[START]

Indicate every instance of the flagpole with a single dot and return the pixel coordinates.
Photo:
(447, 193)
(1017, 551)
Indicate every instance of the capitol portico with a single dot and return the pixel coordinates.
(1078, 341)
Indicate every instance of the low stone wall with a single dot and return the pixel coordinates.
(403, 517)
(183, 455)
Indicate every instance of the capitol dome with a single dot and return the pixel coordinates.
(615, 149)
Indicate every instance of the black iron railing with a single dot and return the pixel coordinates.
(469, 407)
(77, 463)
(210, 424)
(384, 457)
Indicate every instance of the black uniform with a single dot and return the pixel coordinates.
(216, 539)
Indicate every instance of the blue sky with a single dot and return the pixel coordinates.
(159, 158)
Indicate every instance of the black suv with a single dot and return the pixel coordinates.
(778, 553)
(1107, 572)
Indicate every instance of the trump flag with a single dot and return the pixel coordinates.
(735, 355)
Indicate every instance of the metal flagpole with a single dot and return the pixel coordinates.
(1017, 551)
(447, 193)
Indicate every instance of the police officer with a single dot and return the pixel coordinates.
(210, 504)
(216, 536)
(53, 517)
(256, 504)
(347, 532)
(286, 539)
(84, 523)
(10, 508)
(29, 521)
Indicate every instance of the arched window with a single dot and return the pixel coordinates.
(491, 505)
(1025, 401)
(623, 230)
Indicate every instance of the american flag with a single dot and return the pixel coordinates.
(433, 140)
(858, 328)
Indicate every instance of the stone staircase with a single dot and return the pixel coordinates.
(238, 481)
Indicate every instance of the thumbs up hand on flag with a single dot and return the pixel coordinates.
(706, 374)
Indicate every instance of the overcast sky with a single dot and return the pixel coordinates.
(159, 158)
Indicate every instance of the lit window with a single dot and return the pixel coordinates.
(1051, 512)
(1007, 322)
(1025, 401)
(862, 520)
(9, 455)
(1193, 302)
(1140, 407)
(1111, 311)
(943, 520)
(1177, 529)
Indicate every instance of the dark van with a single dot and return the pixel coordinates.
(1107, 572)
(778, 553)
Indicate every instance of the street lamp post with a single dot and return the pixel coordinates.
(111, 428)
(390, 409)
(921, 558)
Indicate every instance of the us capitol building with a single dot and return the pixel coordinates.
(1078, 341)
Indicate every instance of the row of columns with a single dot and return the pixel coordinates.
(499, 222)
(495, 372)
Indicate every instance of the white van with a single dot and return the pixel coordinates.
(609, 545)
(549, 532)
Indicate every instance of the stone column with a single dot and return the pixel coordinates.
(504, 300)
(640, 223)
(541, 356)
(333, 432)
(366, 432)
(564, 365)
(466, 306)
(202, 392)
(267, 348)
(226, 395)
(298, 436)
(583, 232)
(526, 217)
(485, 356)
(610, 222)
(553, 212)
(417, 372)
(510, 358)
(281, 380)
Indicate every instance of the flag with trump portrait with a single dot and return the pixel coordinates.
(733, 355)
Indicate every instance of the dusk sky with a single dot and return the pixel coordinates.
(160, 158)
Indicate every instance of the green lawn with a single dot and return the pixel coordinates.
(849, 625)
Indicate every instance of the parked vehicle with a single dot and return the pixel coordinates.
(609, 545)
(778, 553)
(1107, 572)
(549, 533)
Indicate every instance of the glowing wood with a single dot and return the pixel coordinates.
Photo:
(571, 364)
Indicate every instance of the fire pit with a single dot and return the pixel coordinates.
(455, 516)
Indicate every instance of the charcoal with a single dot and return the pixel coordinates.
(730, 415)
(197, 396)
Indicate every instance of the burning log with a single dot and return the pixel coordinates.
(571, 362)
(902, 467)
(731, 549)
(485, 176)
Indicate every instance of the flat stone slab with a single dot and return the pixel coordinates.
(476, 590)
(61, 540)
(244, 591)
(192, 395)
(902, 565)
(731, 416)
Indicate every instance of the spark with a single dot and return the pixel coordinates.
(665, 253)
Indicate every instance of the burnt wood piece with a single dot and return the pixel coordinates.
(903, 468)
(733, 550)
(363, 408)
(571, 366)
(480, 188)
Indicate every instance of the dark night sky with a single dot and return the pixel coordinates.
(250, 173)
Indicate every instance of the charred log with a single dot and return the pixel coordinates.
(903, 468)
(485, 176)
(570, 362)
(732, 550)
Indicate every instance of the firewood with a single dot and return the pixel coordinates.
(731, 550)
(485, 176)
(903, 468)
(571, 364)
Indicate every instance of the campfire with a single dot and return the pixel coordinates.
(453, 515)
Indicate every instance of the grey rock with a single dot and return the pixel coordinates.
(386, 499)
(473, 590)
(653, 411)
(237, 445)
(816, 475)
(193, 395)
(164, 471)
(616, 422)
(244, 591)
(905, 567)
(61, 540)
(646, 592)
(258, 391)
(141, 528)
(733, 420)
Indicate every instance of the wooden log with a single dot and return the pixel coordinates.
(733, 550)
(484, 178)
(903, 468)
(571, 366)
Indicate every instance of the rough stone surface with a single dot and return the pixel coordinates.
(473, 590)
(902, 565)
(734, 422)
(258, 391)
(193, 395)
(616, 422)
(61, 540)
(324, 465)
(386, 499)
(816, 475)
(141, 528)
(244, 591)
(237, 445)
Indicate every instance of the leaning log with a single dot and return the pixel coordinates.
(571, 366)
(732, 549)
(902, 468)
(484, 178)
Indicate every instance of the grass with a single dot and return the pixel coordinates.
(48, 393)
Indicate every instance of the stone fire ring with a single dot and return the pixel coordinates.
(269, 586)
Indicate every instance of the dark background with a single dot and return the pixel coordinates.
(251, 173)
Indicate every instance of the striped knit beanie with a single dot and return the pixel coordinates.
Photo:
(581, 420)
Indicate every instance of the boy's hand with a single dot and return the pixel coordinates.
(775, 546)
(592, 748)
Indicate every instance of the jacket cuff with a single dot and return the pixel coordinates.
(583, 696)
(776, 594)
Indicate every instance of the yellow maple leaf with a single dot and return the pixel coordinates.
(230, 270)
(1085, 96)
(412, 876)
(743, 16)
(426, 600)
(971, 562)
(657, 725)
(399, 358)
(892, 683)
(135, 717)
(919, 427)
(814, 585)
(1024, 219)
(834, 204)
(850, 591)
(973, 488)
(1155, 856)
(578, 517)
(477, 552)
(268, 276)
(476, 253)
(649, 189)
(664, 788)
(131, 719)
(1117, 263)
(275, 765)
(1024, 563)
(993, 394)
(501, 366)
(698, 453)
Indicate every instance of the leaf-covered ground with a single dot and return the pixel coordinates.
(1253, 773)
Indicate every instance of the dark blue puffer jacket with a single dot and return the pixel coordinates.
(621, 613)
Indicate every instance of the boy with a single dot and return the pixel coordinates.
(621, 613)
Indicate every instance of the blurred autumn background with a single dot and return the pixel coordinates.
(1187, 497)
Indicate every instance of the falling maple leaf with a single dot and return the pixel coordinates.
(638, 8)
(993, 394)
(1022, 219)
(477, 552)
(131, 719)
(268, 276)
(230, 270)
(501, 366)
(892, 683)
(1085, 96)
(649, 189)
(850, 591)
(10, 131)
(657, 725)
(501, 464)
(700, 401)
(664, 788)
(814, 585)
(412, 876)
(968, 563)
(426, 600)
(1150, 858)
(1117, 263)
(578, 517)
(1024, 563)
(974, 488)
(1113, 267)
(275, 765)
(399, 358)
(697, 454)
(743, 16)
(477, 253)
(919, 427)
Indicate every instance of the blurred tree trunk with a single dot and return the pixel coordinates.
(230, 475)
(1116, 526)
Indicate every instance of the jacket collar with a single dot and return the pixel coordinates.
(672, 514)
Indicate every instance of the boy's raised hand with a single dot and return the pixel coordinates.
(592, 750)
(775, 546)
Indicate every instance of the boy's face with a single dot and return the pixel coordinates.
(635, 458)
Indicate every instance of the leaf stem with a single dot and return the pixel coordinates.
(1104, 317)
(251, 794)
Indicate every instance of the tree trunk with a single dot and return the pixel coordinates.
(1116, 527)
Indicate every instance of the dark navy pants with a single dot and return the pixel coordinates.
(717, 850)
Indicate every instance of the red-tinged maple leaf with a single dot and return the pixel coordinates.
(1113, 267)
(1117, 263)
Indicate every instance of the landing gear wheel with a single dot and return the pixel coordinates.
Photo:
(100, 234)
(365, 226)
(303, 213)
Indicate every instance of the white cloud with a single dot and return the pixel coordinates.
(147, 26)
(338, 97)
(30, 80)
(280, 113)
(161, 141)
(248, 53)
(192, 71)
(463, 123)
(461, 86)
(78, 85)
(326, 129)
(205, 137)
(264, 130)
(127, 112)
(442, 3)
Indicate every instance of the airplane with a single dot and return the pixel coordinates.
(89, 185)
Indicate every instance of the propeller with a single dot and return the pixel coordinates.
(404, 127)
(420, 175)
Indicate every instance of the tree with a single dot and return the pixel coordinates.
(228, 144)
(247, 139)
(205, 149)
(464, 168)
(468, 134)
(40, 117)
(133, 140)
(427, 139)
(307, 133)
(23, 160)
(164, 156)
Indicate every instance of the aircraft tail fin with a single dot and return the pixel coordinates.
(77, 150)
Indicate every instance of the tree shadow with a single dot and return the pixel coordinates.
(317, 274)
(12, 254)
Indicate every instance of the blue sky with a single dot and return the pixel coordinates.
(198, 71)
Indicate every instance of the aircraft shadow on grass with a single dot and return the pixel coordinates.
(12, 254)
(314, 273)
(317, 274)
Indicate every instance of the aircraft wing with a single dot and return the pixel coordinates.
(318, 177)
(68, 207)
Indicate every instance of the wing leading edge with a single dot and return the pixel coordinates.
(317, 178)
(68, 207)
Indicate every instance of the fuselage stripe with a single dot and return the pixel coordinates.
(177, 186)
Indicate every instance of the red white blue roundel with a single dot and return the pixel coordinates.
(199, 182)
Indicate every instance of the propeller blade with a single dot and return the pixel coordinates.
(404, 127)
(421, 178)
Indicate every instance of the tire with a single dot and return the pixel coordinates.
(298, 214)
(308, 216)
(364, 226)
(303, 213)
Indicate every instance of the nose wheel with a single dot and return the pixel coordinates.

[END]

EXERCISE BRIEF
Extract every line from the one containing "Indicate every instance of the aircraft tail" through the last line of the data, inclusive, exactly as written.

RESPONSE
Indicate every instance of the aircraft tail fin with a single dot and return the pixel coordinates.
(77, 150)
Indicate every instance of the tree shadow with a single dot and return the pixel coordinates.
(317, 274)
(12, 254)
Indicate every instance of the blue sky with a single dot and return the pixel coordinates.
(198, 71)
Indicate every instance of the aircraft shadow on grass with a single dot and return the pixel coordinates.
(12, 254)
(314, 273)
(317, 274)
Indicate every instance of the aircraft wing with a single dot and return the pixel coordinates.
(318, 177)
(68, 207)
Indicate every instance of the wing leading edge with a single dot and return the pixel coordinates.
(317, 178)
(68, 207)
Indicate every instance of the fuselage stripe with a single dot and return the pixel coordinates.
(177, 186)
Indicate every instance of the red white blue roundel with a single dot and return the pixel coordinates.
(199, 182)
Indicate every instance of the propeller blade with a single dot and return the pixel coordinates.
(404, 127)
(421, 178)
Indicate every instance of the tire with a single dot and return the pixel coordinates.
(298, 214)
(308, 216)
(364, 226)
(303, 213)
Indicate every instance of the nose wheel with a single dot and return the pixel coordinates.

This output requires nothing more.